┌──

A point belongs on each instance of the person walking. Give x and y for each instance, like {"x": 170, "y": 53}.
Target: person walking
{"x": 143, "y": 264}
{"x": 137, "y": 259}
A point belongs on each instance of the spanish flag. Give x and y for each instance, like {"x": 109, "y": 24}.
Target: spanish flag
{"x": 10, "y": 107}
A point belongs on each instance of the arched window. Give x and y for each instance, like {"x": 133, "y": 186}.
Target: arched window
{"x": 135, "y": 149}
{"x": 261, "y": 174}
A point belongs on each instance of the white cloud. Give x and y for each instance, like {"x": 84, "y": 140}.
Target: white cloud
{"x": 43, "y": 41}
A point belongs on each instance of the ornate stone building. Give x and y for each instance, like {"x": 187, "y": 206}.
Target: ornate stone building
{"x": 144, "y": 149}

└──

### WORK REQUEST
A faithful copy is required of the lines from the one with "A point belongs on each instance of the ornate" through the last line of the data; please add nothing.

### EXERCISE RESULT
A point belongs on each instance of the ornate stone building. Give x and y for each instance, like {"x": 187, "y": 206}.
Target: ornate stone building
{"x": 144, "y": 149}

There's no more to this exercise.